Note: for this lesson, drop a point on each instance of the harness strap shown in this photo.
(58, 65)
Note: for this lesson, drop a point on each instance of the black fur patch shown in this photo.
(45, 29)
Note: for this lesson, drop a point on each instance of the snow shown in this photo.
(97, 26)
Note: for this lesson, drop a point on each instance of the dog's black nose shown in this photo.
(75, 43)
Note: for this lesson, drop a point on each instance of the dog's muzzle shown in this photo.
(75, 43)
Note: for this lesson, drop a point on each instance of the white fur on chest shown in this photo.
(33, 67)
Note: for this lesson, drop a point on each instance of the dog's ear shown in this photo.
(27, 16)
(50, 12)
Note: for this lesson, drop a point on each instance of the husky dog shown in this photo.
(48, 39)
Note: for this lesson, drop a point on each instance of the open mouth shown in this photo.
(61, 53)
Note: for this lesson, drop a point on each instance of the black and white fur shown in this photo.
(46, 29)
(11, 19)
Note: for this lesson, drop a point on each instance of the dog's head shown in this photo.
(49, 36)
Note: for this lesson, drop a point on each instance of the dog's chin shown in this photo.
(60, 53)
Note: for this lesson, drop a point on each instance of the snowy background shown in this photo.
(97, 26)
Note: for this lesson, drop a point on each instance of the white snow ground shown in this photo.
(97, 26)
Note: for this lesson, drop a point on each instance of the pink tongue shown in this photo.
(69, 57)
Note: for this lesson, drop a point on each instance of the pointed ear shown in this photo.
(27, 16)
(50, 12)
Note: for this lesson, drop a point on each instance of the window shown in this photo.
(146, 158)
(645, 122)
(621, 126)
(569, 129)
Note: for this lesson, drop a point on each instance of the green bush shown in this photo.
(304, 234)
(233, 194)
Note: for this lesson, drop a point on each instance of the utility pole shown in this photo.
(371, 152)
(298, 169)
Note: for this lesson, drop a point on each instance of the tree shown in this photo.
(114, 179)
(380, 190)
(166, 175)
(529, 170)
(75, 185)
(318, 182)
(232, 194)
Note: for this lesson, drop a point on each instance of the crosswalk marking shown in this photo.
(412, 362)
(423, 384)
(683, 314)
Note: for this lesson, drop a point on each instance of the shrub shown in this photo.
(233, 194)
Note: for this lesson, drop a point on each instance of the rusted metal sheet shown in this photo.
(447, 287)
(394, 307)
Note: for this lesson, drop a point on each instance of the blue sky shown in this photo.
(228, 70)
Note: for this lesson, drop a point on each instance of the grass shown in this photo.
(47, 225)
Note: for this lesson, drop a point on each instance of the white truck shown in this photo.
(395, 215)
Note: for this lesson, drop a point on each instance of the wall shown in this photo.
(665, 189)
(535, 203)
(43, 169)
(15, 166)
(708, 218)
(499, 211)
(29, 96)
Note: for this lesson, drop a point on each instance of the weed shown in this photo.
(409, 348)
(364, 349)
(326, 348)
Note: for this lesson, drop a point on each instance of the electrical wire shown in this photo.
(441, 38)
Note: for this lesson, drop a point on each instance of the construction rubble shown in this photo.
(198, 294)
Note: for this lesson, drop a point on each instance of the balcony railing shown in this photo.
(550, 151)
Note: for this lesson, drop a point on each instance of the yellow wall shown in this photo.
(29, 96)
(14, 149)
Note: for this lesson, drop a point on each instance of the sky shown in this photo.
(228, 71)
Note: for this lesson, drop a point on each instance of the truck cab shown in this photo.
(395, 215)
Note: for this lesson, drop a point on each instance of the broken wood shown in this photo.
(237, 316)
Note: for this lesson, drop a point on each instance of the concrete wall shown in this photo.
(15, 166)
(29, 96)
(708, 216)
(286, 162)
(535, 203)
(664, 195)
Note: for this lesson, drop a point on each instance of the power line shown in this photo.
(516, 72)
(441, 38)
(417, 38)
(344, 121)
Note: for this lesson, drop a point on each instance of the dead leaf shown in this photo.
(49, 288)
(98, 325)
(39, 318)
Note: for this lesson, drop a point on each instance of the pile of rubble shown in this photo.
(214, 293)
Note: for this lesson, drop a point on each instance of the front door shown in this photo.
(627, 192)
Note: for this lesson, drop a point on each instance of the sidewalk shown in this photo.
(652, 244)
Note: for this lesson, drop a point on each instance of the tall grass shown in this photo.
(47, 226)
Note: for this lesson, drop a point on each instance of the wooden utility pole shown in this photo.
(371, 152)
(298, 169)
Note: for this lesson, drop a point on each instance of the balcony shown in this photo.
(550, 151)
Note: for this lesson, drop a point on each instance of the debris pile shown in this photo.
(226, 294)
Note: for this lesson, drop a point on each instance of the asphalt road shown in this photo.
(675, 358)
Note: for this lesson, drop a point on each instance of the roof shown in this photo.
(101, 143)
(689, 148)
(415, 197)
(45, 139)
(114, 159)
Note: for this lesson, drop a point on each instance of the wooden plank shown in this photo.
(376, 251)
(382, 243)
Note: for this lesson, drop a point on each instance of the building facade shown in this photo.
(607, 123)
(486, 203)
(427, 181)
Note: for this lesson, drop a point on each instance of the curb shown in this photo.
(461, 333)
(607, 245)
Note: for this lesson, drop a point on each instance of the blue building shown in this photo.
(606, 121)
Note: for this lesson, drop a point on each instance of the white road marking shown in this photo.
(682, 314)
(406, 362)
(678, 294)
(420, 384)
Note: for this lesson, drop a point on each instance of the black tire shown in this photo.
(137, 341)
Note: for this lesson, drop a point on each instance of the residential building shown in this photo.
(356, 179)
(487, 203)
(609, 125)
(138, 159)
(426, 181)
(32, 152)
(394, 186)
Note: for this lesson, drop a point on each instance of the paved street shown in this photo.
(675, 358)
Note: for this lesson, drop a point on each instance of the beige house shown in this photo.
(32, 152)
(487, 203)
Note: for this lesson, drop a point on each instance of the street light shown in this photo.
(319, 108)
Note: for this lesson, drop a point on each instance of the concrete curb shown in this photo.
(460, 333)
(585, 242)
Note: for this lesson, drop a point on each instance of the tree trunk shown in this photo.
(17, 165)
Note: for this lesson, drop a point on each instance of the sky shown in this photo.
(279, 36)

#####

Copy out all of the lines above word for word, with no changes.

→ SOLUTION FOR THIS EXERCISE
Note: for this lesson, drop a point on each instance of the harness strap shown in this photo.
(58, 65)
Note: for this lesson, drop a point on each instance of the black fur patch shown in this photo.
(45, 29)
Note: for this lesson, drop a point on each instance of the snow shown in this photo.
(97, 26)
Note: for this lesson, drop a point on each instance of the dog's black nose shown in this photo.
(75, 43)
Note: for this lesson, drop a point on each instance of the dog's muzzle shown in this photo.
(75, 43)
Note: for this lesson, drop a point on each instance of the white fur on chest shown in this photo.
(33, 67)
Note: for this lesson, drop a point on each instance of the dog's ear shown in this photo.
(27, 16)
(50, 12)
Note: for this lesson, drop a point on each instance of the husky dog shown in this photo.
(48, 39)
Note: for this lesson, drop a point on each instance of the open mouth shown in this photo.
(61, 53)
Note: for this lesson, drop a point on each instance of the black and white fur shown in this photo.
(46, 29)
(11, 19)
Note: for this lesson, drop a point on each instance of the dog's head shown in this photo.
(49, 36)
Note: for this lesson, drop a point on each instance of the dog's chin shown in this photo.
(60, 53)
Note: for this lesson, drop a point on each instance of the snowy background shown in this photo.
(97, 26)
Note: for this lesson, drop a point on each instance of the white snow ground shown in this photo.
(97, 26)
Note: for this lesson, drop a point on each instance of the pink tongue shown in this photo.
(69, 57)
Note: for this lesson, drop a point on each instance of the pointed ear shown in this photo.
(27, 16)
(50, 12)
Note: for this lesson, drop a point on each instance of the window shown in this photo.
(146, 158)
(645, 122)
(621, 126)
(569, 129)
Note: for this lesson, drop a point on each instance of the green bush shown in this photo.
(304, 234)
(233, 194)
Note: for this lesson, drop a point on each instance of the utility pole shown in this photo.
(371, 152)
(298, 169)
Note: for this lesson, drop a point on each instance of the tree shown in this photo.
(114, 179)
(380, 190)
(166, 175)
(529, 170)
(75, 185)
(318, 182)
(232, 194)
Note: for this lesson, drop a point on each instance of the crosswalk marking shown in this photo.
(412, 362)
(423, 384)
(683, 314)
Note: for this lesson, drop a point on each instance of the shrub shown in this photo.
(233, 194)
Note: for this lesson, drop a point on each instance of the rusted metal sheet shown in this photo.
(447, 287)
(394, 307)
Note: for this lesson, drop a point on each instance of the blue sky shown in this photo.
(228, 70)
Note: for this lesson, drop a point on each instance of the grass shown in this photo.
(47, 225)
Note: for this lesson, drop a point on each instance of the white truck shown in this photo.
(395, 215)
Note: for this lesson, drop a point on each instance of the wall shown in this photo.
(665, 189)
(535, 203)
(43, 169)
(15, 166)
(708, 218)
(499, 211)
(29, 96)
Note: for this lesson, drop a point on each instance of the weed shown in this photo.
(409, 348)
(364, 349)
(326, 348)
Note: for this lesson, drop a point on each instance of the electrical wire shown in this photo.
(441, 38)
Note: for this lesson, drop a point on each instance of the construction rubble shown in this photo.
(198, 294)
Note: for this lesson, drop a point on each instance of the balcony railing shown in this photo.
(550, 151)
Note: for this lesson, drop a point on each instance of the yellow wall shown in this photo.
(29, 96)
(14, 149)
Note: for this lesson, drop a point on each instance of the sky shown in this photo.
(228, 71)
Note: for this lesson, drop a point on each instance of the truck cab shown in this photo.
(395, 215)
Note: for this lesson, drop a point on each instance of the broken wood shown in this photo.
(237, 316)
Note: for this lesson, drop a point on each instance of the concrete wall shown in this photo.
(15, 166)
(29, 96)
(708, 216)
(286, 162)
(535, 203)
(664, 195)
Note: for this lesson, drop a point on each instance of the power line shown in this photo.
(516, 72)
(441, 38)
(417, 38)
(344, 121)
Note: for this lesson, drop a point on each instance of the dead leaf shown in this photo.
(49, 288)
(98, 325)
(39, 318)
Note: for this lesson, drop a point on each instance of the pile of rubble shown in this photo.
(214, 293)
Note: for this lesson, drop a point on each instance of the front door shown in this photo.
(627, 192)
Note: for this lesson, drop a point on each instance of the sidewalk shown in this photo.
(652, 244)
Note: for this lesson, drop a point on each instance of the tall grass shown in this photo.
(47, 226)
Note: for this lesson, drop a point on each instance of the wooden utility pole shown in this photo.
(371, 152)
(298, 169)
Note: for this lesson, drop a point on each instance of the balcony shown in this photo.
(550, 151)
Note: for this lesson, drop a point on each instance of the debris pile shown in this photo.
(226, 294)
Note: for this lesson, drop a point on each instance of the asphalt road shown in this photo.
(675, 358)
Note: for this lesson, drop a point on each instance of the roof shown in this photo.
(101, 143)
(689, 148)
(415, 197)
(45, 139)
(114, 159)
Note: for this lesson, drop a point on each instance of the wooden plank shown in this photo.
(376, 251)
(382, 243)
Note: for this lesson, drop a point on each instance of the building facade shown in this photo.
(607, 123)
(486, 203)
(427, 181)
Note: for this lesson, drop a point on each instance of the curb shown in this photo.
(461, 333)
(607, 245)
Note: for this lesson, drop a point on each instance of the blue building shown in this photo.
(606, 121)
Note: for this lesson, drop a point on each instance of the white road marking shown in this photo.
(682, 314)
(406, 362)
(678, 294)
(420, 384)
Note: for this lesson, drop a point on each instance of the black tire shown in this photo.
(137, 341)
Note: for this lesson, drop a point on each instance of the residential building shown in this photo.
(356, 179)
(487, 203)
(609, 125)
(138, 159)
(426, 181)
(32, 152)
(394, 186)
Note: for this lesson, drop a point on each instance of the paved street shown in this photo.
(675, 358)
Note: for this lesson, drop a point on each instance of the beige house shown in this photo.
(32, 152)
(487, 203)
Note: for this lesson, drop a point on each instance of the street light shown in this photo.
(319, 108)
Note: for this lesson, drop a point on each instance of the concrete curb shown in this photo.
(460, 333)
(585, 242)
Note: for this lesson, drop a point on each instance of the tree trunk shown in this photo.
(17, 165)
Note: for this lesson, drop a point on each instance of the sky shown in this photo.
(279, 36)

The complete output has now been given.